- _REQUEST A_
In the comment thread on elevator safety below, what does Clever Dude compare pressing the alarm button to?

But yes, learn self-defense. However, for people the size of Stacie versus someone my size in a confined space, there’s no chance for her except slashing, gashing, biting and clawing…oh, and pushing the buttons 🙂
Samwise says
Good luck with that.
realist says
foot to the groin!!!!
seriously, stacie could take down an attacker
also, there is pepperspray and other stuff
i think if i saw someone hitting all the buttons, that would cause me to become an attacker 🙂
JB says
Elevators can be quite dangerous, thanks for the tip. I had a reality flash with an incident that shook me up when I was visiting New York this summer that started in an elevator. I’ve been hesitant getting in an elevator since and have been taking the stairs.
And alas, that is the real world.
mapgirl says
Samwise doesn’t realize that in DC it is illegal to have a handgun of any sort. Doesn’t he listen to the news about Supreme Court cases? It was all over NPR this fall when the court opened in October.
This is great advice. Me, personally, I hate slow people and slow elevators. Therefore, I like to commandeer the elevator button panel and act as the elevator man by politely holding the OPEN DOOR button to let people file out, and hitting the CLOSE DOOR button as soon as they are off. By making this your habit, you seem like a nice enough person and you get to hit all the buttons to light them up as you suggest. You also can hit the ALARM button, which perhaps is your best tactic when being beaten up in an elevator.
PS. Samwise, I do carry pepper spray, but it is unwise to set it off in an elevator. Really. You aren’t a Hobbit so much as a troll.
Clever Dude says
Thanks for the comment Mapgirl. One thing is that the alarm button doesn’t really do much for you. It’s like when your car alarm goes off in a parking lot. No one comes running anymore. You’re better off hitting all the floor buttons and then being defensive/offensive to the attacker while the elevator moves.

- _TASK DATA_
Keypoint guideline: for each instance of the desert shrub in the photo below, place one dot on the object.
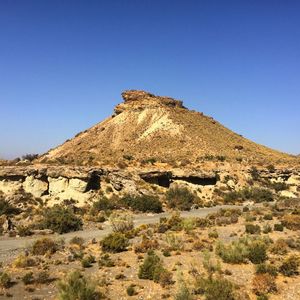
(42, 277)
(254, 173)
(239, 251)
(162, 276)
(209, 264)
(23, 261)
(264, 284)
(188, 225)
(200, 245)
(278, 186)
(43, 246)
(130, 290)
(261, 195)
(146, 245)
(7, 209)
(267, 229)
(215, 288)
(180, 198)
(213, 234)
(252, 229)
(147, 269)
(121, 222)
(28, 278)
(143, 203)
(280, 247)
(102, 204)
(152, 269)
(106, 261)
(262, 297)
(76, 286)
(174, 242)
(24, 230)
(255, 194)
(268, 217)
(87, 261)
(266, 268)
(30, 157)
(183, 292)
(174, 223)
(5, 280)
(290, 265)
(76, 240)
(291, 221)
(278, 227)
(115, 242)
(234, 253)
(257, 252)
(61, 219)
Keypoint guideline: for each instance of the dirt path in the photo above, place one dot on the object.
(10, 247)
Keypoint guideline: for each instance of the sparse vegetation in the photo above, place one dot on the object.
(76, 286)
(61, 219)
(115, 242)
(142, 203)
(180, 198)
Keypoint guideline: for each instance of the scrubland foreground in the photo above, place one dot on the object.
(248, 253)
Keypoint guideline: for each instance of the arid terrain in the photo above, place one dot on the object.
(155, 202)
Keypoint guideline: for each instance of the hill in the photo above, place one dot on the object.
(146, 127)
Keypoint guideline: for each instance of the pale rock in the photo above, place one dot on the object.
(77, 185)
(34, 186)
(287, 194)
(10, 187)
(231, 184)
(57, 185)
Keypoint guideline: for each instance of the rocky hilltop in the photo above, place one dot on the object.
(148, 145)
(148, 127)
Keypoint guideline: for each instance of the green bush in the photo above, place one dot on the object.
(115, 242)
(252, 229)
(103, 204)
(149, 266)
(76, 240)
(257, 252)
(255, 194)
(5, 280)
(105, 261)
(278, 227)
(290, 266)
(215, 288)
(183, 292)
(43, 277)
(267, 229)
(61, 219)
(76, 286)
(43, 246)
(24, 230)
(28, 278)
(142, 203)
(130, 290)
(152, 269)
(87, 261)
(122, 223)
(234, 253)
(266, 268)
(180, 198)
(245, 248)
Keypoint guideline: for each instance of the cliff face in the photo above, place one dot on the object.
(158, 128)
(54, 184)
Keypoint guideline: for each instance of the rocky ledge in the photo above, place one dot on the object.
(138, 100)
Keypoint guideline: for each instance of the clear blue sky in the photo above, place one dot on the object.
(63, 65)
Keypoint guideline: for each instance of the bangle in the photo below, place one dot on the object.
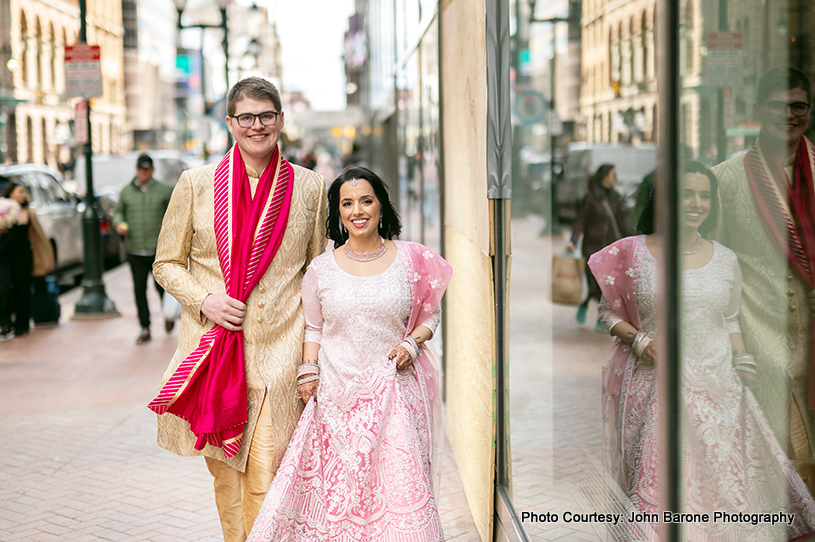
(413, 343)
(409, 349)
(636, 342)
(308, 368)
(743, 356)
(646, 340)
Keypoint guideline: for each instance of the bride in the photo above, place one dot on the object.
(730, 459)
(360, 465)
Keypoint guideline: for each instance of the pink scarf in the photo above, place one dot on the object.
(793, 233)
(209, 387)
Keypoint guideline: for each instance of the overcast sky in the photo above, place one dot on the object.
(311, 36)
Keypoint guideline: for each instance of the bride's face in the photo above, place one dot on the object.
(359, 209)
(695, 199)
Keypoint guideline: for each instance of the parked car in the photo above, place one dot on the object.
(582, 159)
(57, 211)
(112, 172)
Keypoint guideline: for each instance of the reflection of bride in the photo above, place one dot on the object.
(730, 459)
(359, 467)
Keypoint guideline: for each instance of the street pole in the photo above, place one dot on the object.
(94, 302)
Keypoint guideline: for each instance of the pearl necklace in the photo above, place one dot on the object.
(695, 247)
(369, 256)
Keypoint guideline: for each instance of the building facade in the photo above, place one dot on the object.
(39, 125)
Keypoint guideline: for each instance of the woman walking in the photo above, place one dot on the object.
(601, 221)
(361, 464)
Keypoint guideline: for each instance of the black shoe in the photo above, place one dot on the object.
(144, 336)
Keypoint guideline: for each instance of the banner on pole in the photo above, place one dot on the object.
(83, 71)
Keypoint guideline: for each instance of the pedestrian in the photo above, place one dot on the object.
(370, 386)
(235, 243)
(16, 266)
(138, 215)
(601, 221)
(731, 461)
(767, 206)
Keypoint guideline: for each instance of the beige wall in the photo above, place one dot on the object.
(470, 329)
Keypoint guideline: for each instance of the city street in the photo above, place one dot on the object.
(80, 460)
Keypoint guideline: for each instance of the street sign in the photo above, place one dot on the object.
(81, 123)
(530, 106)
(83, 71)
(724, 59)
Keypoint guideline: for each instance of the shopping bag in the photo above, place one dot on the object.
(171, 307)
(568, 271)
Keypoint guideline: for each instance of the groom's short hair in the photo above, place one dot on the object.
(255, 88)
(782, 78)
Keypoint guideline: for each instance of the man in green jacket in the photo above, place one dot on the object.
(139, 212)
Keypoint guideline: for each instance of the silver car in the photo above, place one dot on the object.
(55, 208)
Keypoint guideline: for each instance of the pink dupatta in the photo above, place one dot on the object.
(428, 276)
(616, 268)
(208, 389)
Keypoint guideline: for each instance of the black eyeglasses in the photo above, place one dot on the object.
(247, 120)
(798, 109)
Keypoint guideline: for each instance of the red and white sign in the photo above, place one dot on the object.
(81, 123)
(83, 71)
(724, 59)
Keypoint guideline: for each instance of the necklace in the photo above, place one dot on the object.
(695, 247)
(369, 256)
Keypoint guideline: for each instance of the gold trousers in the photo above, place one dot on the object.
(239, 495)
(800, 454)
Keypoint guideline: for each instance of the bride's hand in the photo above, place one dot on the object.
(649, 355)
(401, 357)
(308, 390)
(748, 379)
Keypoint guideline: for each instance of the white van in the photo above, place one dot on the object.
(583, 159)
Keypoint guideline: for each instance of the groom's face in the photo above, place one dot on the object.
(257, 140)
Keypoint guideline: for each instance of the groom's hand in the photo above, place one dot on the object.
(224, 311)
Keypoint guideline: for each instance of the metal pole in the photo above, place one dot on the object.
(94, 302)
(226, 65)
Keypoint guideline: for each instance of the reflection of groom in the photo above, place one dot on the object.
(767, 208)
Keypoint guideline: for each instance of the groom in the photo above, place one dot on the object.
(767, 204)
(234, 245)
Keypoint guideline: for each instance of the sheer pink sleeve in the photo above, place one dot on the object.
(312, 309)
(731, 317)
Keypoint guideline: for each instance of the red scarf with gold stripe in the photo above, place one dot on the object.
(788, 221)
(208, 389)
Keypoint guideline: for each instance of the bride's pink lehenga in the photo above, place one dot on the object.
(731, 461)
(360, 464)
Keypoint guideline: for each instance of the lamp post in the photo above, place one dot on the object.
(222, 4)
(94, 302)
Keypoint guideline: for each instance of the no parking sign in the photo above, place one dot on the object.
(530, 106)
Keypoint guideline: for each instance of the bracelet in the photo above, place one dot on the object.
(308, 368)
(643, 345)
(636, 343)
(308, 379)
(746, 368)
(409, 349)
(743, 356)
(413, 343)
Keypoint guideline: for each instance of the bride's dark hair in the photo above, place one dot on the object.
(391, 225)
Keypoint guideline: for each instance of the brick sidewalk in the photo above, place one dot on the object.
(79, 460)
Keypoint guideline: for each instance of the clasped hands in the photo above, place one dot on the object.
(225, 311)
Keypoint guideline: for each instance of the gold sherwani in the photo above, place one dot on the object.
(273, 326)
(775, 314)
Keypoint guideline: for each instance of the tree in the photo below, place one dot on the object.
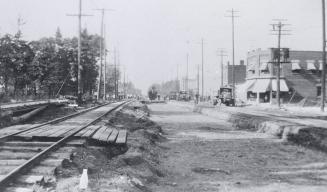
(153, 92)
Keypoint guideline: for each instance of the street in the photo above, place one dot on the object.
(205, 154)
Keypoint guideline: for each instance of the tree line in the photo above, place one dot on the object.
(40, 68)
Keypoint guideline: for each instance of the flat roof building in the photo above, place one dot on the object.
(300, 78)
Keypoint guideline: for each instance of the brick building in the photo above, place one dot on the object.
(299, 79)
(240, 73)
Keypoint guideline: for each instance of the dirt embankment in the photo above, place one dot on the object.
(120, 168)
(308, 136)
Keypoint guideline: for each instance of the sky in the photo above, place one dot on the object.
(154, 36)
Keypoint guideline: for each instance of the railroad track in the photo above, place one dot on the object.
(31, 156)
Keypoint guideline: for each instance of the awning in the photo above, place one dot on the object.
(251, 68)
(296, 65)
(263, 66)
(283, 85)
(311, 65)
(261, 86)
(249, 84)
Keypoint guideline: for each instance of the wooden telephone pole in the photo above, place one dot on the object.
(232, 12)
(277, 27)
(222, 54)
(79, 67)
(323, 75)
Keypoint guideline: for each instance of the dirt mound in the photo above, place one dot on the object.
(128, 168)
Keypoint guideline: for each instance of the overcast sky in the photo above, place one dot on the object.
(152, 35)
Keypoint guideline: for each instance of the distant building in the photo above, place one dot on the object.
(298, 79)
(240, 73)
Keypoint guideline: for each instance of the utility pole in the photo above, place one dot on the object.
(79, 67)
(187, 63)
(186, 78)
(102, 53)
(202, 95)
(198, 85)
(105, 66)
(115, 73)
(323, 75)
(222, 54)
(20, 22)
(279, 30)
(232, 12)
(124, 82)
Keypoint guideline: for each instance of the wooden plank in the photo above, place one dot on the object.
(33, 131)
(122, 137)
(12, 162)
(62, 133)
(104, 136)
(70, 132)
(31, 179)
(91, 131)
(79, 134)
(51, 131)
(99, 132)
(113, 136)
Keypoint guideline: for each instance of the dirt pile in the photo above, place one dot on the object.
(121, 168)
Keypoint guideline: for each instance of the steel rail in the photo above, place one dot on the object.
(24, 167)
(60, 119)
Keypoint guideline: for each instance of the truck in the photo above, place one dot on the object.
(225, 96)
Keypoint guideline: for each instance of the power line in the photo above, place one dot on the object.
(277, 27)
(79, 68)
(222, 54)
(233, 16)
(323, 75)
(101, 52)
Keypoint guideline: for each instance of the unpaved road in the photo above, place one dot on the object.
(205, 154)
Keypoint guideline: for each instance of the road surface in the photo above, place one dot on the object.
(205, 154)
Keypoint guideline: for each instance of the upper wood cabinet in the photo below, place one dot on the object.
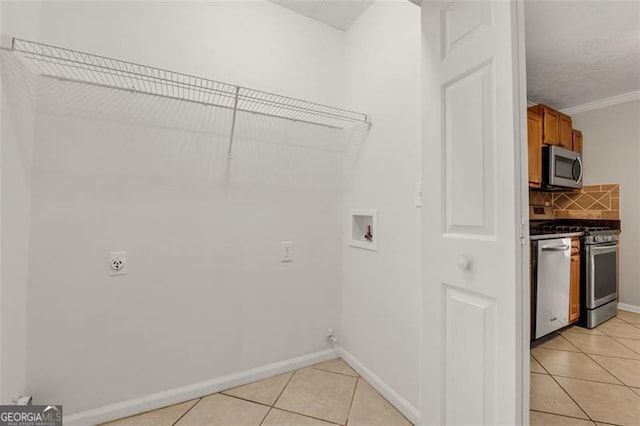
(576, 140)
(534, 137)
(550, 124)
(564, 132)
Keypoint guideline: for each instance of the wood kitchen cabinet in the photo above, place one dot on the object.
(565, 134)
(550, 124)
(534, 137)
(576, 140)
(574, 285)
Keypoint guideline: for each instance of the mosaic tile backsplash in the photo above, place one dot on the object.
(591, 202)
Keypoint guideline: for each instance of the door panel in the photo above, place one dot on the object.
(474, 140)
(468, 140)
(469, 329)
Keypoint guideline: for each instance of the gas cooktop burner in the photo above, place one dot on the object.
(592, 234)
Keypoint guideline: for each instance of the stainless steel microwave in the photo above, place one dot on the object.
(561, 168)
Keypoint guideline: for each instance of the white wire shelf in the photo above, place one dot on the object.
(72, 65)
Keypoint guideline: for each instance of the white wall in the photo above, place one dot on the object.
(17, 95)
(612, 155)
(381, 294)
(206, 294)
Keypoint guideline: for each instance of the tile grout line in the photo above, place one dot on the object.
(574, 401)
(564, 415)
(607, 370)
(353, 397)
(277, 398)
(335, 372)
(289, 411)
(581, 378)
(284, 388)
(563, 389)
(186, 412)
(331, 422)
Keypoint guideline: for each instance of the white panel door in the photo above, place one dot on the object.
(473, 292)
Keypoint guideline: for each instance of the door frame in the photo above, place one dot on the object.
(523, 315)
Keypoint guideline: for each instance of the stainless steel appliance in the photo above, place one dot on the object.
(561, 168)
(550, 284)
(600, 276)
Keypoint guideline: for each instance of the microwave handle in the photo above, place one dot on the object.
(581, 171)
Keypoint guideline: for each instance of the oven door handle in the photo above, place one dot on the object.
(555, 248)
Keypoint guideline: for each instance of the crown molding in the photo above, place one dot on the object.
(602, 103)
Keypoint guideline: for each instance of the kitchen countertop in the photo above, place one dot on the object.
(555, 235)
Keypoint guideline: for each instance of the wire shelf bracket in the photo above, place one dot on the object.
(80, 67)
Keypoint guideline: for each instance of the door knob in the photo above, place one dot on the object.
(463, 262)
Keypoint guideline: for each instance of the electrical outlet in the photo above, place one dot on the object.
(418, 195)
(286, 251)
(118, 263)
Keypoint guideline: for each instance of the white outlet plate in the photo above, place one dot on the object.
(118, 263)
(286, 251)
(417, 197)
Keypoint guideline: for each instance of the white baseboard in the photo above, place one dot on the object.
(629, 308)
(401, 404)
(196, 390)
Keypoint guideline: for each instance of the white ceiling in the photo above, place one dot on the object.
(577, 51)
(339, 14)
(581, 51)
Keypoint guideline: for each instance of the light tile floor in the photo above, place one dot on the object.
(325, 394)
(587, 377)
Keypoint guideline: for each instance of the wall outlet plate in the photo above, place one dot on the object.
(286, 251)
(118, 263)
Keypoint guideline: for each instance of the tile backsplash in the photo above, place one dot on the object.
(591, 202)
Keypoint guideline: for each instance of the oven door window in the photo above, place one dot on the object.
(605, 274)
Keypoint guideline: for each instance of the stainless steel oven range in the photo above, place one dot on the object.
(600, 276)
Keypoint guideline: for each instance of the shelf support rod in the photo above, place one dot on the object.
(233, 122)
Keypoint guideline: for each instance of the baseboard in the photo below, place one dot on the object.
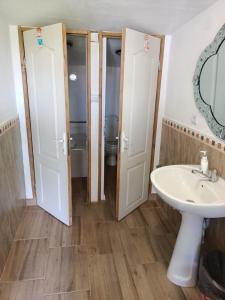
(31, 202)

- _REQUEST B_
Please report every line in the entries that contains the string "cabinet", with case counting.

- _EXERCISE OUTPUT A_
A car alarm going off in a parking lot.

- _EXERCISE OUTPUT B_
Keypoint guideline: for each instance of the upper wood cabinet in the photo below, place one dot on the object.
Keypoint guideline: for each instance of the wood kitchen cabinet in the photo above, place one dot on the object.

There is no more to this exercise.